⟨

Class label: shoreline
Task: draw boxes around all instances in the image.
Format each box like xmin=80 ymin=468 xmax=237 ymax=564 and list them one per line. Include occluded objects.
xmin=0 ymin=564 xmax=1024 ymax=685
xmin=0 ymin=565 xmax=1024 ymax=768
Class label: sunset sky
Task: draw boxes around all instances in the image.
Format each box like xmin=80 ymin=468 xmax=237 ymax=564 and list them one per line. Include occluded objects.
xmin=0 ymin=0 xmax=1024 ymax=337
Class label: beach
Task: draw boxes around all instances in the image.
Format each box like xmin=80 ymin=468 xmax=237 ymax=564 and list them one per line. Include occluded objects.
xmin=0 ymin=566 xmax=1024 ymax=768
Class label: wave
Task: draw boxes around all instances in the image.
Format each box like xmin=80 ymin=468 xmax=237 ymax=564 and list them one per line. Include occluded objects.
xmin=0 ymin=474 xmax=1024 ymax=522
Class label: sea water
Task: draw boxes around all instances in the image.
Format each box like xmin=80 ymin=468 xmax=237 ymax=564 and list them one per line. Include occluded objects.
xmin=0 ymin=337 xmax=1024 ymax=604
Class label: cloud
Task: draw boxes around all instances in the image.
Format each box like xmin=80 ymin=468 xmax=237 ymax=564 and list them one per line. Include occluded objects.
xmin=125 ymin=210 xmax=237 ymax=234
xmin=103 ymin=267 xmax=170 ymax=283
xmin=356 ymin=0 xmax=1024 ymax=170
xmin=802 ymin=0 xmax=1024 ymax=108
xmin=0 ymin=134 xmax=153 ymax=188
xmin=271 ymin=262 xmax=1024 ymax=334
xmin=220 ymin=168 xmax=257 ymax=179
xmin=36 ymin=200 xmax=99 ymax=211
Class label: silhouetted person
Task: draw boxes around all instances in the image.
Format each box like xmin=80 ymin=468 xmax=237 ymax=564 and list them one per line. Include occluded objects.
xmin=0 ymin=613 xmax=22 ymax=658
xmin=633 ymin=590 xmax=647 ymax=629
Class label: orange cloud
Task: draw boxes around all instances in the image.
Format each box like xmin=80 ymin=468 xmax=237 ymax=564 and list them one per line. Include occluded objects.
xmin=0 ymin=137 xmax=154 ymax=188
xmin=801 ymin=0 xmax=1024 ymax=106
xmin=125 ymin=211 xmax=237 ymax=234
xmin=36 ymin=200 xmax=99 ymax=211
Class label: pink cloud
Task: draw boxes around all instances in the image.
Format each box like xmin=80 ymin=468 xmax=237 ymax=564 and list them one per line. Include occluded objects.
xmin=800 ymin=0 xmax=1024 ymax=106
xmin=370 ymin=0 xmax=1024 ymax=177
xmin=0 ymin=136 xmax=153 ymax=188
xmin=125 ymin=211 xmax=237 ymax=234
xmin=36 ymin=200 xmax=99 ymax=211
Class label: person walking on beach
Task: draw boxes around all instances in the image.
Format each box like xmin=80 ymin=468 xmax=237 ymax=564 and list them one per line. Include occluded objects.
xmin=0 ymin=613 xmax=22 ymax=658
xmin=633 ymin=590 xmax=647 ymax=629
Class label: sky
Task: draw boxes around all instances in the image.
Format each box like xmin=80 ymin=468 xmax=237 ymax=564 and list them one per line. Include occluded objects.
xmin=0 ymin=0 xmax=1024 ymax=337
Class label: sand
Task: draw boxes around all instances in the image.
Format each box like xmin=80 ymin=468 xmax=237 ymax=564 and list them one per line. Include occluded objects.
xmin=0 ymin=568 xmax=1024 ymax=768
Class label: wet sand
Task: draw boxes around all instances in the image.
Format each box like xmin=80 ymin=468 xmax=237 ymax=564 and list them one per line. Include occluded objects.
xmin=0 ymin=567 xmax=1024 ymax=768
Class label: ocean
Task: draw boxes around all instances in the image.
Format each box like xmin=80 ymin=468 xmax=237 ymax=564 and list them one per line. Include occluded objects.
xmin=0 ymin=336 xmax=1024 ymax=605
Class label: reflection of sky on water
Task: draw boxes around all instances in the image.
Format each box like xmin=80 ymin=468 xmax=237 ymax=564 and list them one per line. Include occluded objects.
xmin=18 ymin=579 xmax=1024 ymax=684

⟩

→ What you will do: Can you copy out all of the records above, word for word and keeping every line as it is?

→ Response below:
Class label: shoreline
Task: draw boxes around all instances in the image.
Format each box like xmin=80 ymin=468 xmax=237 ymax=564 and list them one per line. Include occluded objects.
xmin=0 ymin=564 xmax=1024 ymax=685
xmin=0 ymin=565 xmax=1024 ymax=768
Class label: sunset sky
Task: draw boxes around all instances in the image.
Format each box like xmin=80 ymin=468 xmax=237 ymax=564 and list them one per line. Include occluded objects.
xmin=0 ymin=0 xmax=1024 ymax=337
Class label: beach
Task: draw boxes around all instances in the image.
Format each box like xmin=80 ymin=468 xmax=237 ymax=564 and list them one per line. Include occluded objects.
xmin=0 ymin=566 xmax=1024 ymax=768
Class label: wave
Task: draw boxes around all instances in the image.
Format each box like xmin=80 ymin=468 xmax=237 ymax=564 and list them one per line. Include occluded objects.
xmin=0 ymin=474 xmax=1024 ymax=522
Class label: sea water
Task: draw boxes around all instances in the image.
Format each box like xmin=80 ymin=468 xmax=237 ymax=564 and list them one per line. Include occluded objects.
xmin=0 ymin=337 xmax=1024 ymax=604
Class label: cloud
Task: draw boxes around all instances in the image.
Format each box like xmin=80 ymin=468 xmax=237 ymax=564 and list them one per line. Include occluded objects.
xmin=125 ymin=210 xmax=237 ymax=234
xmin=103 ymin=267 xmax=170 ymax=283
xmin=356 ymin=0 xmax=1024 ymax=170
xmin=802 ymin=0 xmax=1024 ymax=108
xmin=0 ymin=134 xmax=153 ymax=188
xmin=271 ymin=262 xmax=1024 ymax=334
xmin=220 ymin=168 xmax=257 ymax=179
xmin=36 ymin=200 xmax=99 ymax=211
Class label: silhouetted person
Task: draw boxes around all instances in the image.
Format each box like xmin=80 ymin=468 xmax=237 ymax=564 and list them one per line. Include occluded objects.
xmin=0 ymin=613 xmax=22 ymax=658
xmin=633 ymin=590 xmax=647 ymax=629
Class label: orange cloud
Task: draw boxes around all instances in the image.
Format each box like xmin=80 ymin=468 xmax=237 ymax=564 and list them one per line. Include occluded objects.
xmin=0 ymin=137 xmax=154 ymax=188
xmin=801 ymin=0 xmax=1024 ymax=106
xmin=125 ymin=211 xmax=237 ymax=234
xmin=36 ymin=200 xmax=99 ymax=211
Class label: pink cloud
Task: draw boxes around all instances in the image.
Format each box like xmin=80 ymin=468 xmax=237 ymax=564 and list them one per line. Include occluded objects.
xmin=800 ymin=0 xmax=1024 ymax=106
xmin=370 ymin=0 xmax=1024 ymax=177
xmin=0 ymin=136 xmax=153 ymax=188
xmin=125 ymin=211 xmax=237 ymax=234
xmin=36 ymin=200 xmax=99 ymax=211
Class label: person walking on beach
Task: draw boxes around all instances in the image.
Format each box like xmin=80 ymin=468 xmax=237 ymax=564 and list them one per line. Include occluded objects.
xmin=0 ymin=613 xmax=22 ymax=658
xmin=633 ymin=590 xmax=647 ymax=629
Class label: sky
Task: draw boxes around all instances in the image.
Format each box like xmin=80 ymin=468 xmax=237 ymax=564 and list them one per line. Include occluded objects.
xmin=0 ymin=0 xmax=1024 ymax=337
Class label: sand
Task: draw boxes around all instances in the image.
Format each box like xmin=80 ymin=468 xmax=237 ymax=564 and list them one per line. Include occluded objects.
xmin=0 ymin=568 xmax=1024 ymax=768
Class label: wet sand
Task: draw boxes around all instances in the image.
Format each box like xmin=80 ymin=468 xmax=237 ymax=564 and list them one per line. Include occluded objects.
xmin=0 ymin=567 xmax=1024 ymax=768
Class label: ocean
Task: draw boxes around all instances in the image.
Format each box like xmin=80 ymin=468 xmax=237 ymax=564 and list them one per line. Include occluded objects.
xmin=0 ymin=336 xmax=1024 ymax=605
Class label: reflection of sky on water
Task: draw boxes around all instances in the image.
Format each box like xmin=80 ymin=468 xmax=237 ymax=564 and list them one per line. Include occluded objects.
xmin=18 ymin=579 xmax=1024 ymax=684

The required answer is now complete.